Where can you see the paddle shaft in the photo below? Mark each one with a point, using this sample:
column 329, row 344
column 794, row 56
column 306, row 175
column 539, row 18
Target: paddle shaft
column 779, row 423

• • •

▶ **CHALLENGE**:
Take the listing above and write it out again exactly.

▶ **EXERCISE RESULT**:
Where can you see the paddle shaft in the photo below? Mark each one with a point, using this sample:
column 329, row 344
column 794, row 56
column 306, row 175
column 539, row 18
Target: paddle shaft
column 779, row 423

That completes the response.